> _WORK INSTRUCTIONS_:
From the data underneath, reproduce exactly the stretch that begins at the line with "Roster-mapping task: tag the grass" and ends after the line with "Roster-mapping task: tag the window grille".

> _Records from a collection_:

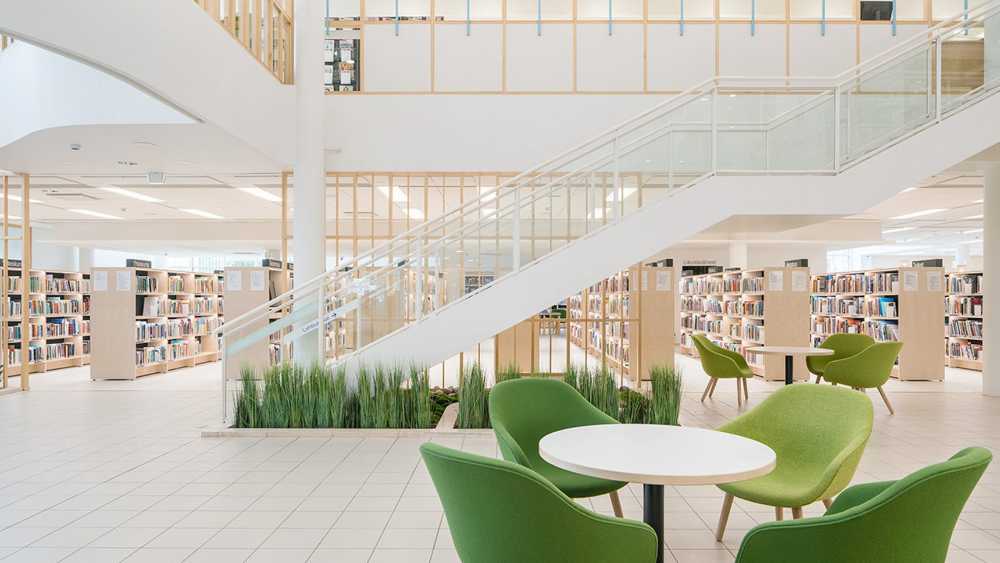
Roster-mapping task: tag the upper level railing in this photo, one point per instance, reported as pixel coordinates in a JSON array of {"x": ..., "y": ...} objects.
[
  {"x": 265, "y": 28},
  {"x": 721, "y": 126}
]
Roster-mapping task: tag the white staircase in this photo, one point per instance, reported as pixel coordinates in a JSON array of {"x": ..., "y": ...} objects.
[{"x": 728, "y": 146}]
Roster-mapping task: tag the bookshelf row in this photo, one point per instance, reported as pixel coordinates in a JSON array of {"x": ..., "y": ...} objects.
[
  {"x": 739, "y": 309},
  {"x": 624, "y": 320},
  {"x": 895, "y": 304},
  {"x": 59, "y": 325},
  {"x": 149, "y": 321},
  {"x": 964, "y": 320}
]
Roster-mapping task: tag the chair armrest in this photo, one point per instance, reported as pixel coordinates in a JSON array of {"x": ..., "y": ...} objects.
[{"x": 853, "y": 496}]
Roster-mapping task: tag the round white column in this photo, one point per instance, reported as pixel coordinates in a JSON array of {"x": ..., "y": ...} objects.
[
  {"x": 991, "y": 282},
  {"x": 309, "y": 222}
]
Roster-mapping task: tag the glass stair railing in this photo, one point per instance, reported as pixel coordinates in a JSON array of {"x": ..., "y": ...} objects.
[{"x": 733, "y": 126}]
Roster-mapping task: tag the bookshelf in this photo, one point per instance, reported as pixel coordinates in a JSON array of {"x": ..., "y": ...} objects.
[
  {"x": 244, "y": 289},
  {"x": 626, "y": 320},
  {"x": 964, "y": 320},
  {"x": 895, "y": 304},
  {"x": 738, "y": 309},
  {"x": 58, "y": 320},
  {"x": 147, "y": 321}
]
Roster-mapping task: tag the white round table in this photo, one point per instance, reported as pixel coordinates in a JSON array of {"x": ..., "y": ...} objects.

...

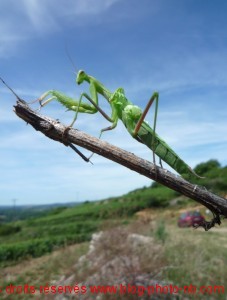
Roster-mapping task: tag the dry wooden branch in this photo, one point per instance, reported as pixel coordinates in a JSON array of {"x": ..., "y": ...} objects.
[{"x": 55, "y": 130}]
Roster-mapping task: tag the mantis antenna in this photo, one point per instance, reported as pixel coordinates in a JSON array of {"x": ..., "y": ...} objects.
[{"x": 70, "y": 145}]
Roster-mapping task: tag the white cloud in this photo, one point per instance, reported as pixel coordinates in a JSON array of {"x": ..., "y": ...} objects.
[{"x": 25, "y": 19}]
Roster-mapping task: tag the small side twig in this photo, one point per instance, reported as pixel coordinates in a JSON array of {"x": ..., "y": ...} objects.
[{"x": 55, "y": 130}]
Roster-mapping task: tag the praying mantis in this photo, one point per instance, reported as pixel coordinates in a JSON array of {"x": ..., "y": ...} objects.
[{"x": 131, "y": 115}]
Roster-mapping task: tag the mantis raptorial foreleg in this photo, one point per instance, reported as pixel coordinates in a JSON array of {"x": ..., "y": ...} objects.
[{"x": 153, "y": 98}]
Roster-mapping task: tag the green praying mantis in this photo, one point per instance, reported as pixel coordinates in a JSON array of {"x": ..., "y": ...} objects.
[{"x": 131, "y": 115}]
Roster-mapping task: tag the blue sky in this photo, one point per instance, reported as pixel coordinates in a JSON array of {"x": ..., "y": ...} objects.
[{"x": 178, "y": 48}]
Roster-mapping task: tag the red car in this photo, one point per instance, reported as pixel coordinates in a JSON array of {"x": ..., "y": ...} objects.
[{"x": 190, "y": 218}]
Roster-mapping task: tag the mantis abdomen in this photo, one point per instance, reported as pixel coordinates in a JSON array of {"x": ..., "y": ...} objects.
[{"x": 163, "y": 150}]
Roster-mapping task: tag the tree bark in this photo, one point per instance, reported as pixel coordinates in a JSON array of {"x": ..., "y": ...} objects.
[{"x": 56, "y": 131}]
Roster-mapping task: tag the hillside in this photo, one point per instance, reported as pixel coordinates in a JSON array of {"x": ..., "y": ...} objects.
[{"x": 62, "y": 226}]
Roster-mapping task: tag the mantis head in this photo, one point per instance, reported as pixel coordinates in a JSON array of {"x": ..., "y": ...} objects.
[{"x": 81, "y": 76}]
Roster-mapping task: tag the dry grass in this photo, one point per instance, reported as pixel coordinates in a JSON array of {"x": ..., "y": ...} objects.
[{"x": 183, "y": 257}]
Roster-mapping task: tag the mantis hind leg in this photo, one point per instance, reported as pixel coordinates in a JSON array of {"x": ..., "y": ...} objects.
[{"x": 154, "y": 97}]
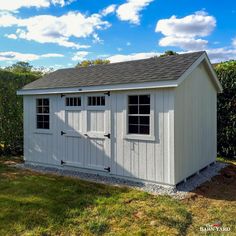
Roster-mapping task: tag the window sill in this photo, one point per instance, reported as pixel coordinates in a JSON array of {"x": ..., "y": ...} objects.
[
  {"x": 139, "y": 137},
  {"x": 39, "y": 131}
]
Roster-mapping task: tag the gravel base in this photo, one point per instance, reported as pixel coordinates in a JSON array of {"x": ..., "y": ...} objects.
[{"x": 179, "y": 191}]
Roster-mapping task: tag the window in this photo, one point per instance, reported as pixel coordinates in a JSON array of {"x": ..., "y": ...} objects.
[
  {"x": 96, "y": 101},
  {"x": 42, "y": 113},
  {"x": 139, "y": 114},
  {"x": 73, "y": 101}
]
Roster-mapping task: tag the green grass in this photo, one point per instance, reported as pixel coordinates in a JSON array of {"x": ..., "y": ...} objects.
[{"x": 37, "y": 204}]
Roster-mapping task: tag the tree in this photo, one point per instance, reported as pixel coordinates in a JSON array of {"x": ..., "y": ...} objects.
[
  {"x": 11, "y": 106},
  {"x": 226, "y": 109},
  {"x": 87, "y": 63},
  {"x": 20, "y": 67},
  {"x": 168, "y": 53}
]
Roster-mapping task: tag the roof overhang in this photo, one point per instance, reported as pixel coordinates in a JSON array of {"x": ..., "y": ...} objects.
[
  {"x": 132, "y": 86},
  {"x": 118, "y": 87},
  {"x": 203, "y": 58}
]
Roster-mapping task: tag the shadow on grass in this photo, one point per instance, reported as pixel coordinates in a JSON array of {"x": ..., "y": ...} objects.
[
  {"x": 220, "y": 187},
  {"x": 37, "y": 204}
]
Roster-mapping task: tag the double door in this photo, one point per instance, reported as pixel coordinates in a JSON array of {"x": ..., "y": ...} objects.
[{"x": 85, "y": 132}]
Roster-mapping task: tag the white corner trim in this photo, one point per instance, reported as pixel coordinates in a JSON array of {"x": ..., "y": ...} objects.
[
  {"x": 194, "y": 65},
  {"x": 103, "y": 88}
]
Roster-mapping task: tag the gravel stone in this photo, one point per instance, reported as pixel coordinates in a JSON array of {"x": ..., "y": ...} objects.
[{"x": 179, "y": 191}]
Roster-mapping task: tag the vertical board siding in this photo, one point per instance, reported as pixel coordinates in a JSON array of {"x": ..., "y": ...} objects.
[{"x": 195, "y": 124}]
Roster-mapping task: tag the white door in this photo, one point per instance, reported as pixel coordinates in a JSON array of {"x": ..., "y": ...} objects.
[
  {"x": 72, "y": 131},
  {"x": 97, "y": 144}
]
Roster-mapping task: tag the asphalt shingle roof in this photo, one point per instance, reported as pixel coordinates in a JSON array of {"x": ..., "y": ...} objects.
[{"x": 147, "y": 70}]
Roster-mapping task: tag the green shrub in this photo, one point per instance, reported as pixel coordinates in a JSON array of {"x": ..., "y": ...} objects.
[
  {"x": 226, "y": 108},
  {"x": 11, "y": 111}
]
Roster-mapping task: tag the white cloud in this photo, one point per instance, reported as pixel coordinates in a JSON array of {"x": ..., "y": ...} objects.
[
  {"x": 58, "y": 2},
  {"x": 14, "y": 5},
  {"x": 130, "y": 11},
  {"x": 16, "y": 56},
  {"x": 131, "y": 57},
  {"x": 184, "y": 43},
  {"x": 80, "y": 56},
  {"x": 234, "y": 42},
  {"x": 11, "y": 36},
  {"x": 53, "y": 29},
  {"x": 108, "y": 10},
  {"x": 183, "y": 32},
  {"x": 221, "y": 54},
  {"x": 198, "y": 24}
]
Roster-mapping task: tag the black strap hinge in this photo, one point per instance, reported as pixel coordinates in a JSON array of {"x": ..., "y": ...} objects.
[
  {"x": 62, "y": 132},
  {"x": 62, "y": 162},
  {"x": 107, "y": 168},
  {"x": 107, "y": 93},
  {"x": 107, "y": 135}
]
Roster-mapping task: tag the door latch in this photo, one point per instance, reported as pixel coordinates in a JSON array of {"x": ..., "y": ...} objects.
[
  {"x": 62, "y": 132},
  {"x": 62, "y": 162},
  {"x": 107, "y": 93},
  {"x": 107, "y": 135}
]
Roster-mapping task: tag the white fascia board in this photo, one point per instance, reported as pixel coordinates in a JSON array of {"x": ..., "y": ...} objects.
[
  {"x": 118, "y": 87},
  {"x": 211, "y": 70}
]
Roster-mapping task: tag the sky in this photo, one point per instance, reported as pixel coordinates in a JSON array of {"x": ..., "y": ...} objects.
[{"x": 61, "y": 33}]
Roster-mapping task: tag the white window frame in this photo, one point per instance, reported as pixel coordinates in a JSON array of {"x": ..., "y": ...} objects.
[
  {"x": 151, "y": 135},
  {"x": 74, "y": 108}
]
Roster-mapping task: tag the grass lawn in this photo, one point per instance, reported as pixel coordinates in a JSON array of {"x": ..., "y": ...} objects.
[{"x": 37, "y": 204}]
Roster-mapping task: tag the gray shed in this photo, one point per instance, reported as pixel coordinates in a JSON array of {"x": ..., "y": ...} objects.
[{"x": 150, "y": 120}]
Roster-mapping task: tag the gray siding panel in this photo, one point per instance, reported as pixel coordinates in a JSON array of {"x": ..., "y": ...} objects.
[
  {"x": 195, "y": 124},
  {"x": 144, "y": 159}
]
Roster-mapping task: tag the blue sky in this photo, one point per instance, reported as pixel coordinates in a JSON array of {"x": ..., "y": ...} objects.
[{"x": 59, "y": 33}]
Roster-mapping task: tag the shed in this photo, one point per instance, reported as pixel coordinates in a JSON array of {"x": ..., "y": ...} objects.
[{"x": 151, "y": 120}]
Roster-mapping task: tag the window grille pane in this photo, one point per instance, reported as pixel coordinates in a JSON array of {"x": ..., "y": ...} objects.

* * *

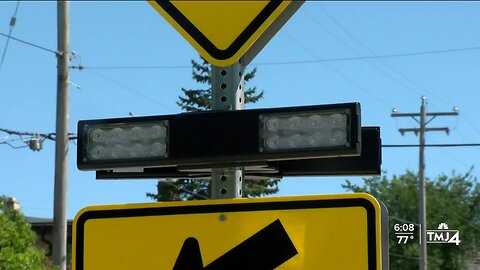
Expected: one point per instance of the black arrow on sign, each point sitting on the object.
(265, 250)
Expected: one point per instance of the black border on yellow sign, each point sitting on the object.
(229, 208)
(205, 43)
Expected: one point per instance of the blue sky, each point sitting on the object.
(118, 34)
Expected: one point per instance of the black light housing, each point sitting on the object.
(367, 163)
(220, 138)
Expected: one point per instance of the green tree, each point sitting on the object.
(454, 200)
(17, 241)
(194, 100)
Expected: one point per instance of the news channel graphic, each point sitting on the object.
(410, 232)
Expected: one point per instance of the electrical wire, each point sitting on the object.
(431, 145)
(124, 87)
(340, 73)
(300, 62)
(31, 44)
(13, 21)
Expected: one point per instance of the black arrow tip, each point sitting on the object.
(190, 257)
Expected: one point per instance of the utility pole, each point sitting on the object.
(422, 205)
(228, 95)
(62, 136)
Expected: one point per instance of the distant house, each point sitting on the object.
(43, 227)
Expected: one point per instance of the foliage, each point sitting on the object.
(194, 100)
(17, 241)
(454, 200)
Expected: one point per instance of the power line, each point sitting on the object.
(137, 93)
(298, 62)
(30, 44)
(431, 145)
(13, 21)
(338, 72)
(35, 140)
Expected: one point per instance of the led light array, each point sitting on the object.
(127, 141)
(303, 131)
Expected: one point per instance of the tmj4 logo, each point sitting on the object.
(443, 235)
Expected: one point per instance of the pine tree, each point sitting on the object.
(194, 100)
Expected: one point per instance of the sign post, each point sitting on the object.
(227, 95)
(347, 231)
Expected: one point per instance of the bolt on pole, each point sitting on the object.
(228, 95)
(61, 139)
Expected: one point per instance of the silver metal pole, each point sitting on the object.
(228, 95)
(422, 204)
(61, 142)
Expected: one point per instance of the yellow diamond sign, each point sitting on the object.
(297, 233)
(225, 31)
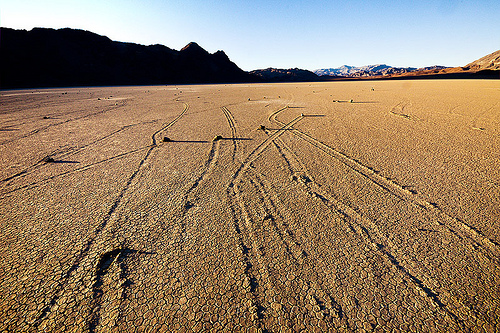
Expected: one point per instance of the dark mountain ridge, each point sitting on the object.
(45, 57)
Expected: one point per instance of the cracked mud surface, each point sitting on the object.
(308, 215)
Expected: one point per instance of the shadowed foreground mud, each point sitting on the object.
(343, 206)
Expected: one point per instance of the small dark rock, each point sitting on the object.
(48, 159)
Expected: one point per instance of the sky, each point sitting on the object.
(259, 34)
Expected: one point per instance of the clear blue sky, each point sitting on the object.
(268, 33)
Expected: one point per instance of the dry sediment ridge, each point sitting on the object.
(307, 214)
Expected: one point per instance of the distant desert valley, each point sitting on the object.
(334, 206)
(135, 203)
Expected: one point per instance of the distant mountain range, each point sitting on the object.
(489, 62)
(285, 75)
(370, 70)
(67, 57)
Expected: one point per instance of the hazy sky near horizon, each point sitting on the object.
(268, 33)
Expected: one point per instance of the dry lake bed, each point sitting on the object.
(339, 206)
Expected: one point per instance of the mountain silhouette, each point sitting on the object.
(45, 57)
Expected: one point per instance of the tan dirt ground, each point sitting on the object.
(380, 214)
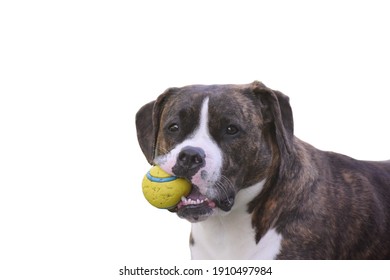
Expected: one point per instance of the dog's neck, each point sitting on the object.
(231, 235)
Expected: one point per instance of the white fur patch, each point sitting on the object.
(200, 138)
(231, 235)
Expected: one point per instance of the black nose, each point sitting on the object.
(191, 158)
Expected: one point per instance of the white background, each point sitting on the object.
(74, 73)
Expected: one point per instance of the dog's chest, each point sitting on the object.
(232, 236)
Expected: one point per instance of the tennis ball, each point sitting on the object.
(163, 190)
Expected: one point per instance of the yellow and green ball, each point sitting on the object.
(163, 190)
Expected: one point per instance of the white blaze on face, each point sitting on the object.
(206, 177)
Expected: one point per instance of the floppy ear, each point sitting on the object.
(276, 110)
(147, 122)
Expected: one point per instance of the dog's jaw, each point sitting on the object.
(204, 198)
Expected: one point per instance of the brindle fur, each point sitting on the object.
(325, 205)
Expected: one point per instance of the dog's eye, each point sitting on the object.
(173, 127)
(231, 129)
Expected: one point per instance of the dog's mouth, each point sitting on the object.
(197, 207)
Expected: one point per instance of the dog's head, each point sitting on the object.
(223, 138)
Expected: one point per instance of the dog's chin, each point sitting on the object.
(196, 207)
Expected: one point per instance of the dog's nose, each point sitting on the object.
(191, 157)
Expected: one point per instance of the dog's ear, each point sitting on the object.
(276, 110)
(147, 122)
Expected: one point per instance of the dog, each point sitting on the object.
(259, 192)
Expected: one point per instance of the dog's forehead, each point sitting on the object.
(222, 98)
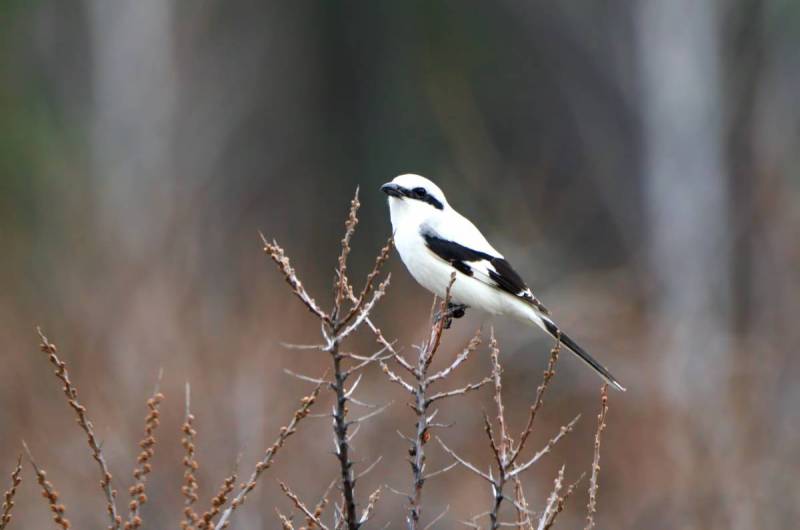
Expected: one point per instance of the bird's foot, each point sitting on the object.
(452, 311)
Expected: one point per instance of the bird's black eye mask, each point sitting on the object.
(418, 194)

> _OUTPUT BELOW_:
Roster-mapping task: tag the grass lawn in this photo, one point per instance, reported as pixel coordinates in a JSON array of {"x": ..., "y": ...} objects.
[{"x": 37, "y": 204}]
Roster-mapping task: tag the gray shed in this photo, one point per instance, reported as pixel coordinates in a JSON array of {"x": ..., "y": ...} objects.
[{"x": 150, "y": 120}]
Roster-mapping task: tag the gray siding panel in this photo, one point per instance, reported as pixel coordinates in a JSON array of {"x": ..., "y": ...} objects.
[
  {"x": 195, "y": 124},
  {"x": 144, "y": 159}
]
Roster-mapping task: tag the blue sky in this photo, one point per instance, reported as pixel coordinates in a JSON array of {"x": ..., "y": ...} objects.
[{"x": 59, "y": 33}]
Roster-mapping task: tag the shed in this photo, one point per instance, reported as pixel coordinates in a JSON array of {"x": ..., "y": ...} objects.
[{"x": 151, "y": 120}]
Roster-mapping task: tag the window grille pane in this photo, one point per instance, reported as pixel coordinates in a JSON array of {"x": ..., "y": ...} objects.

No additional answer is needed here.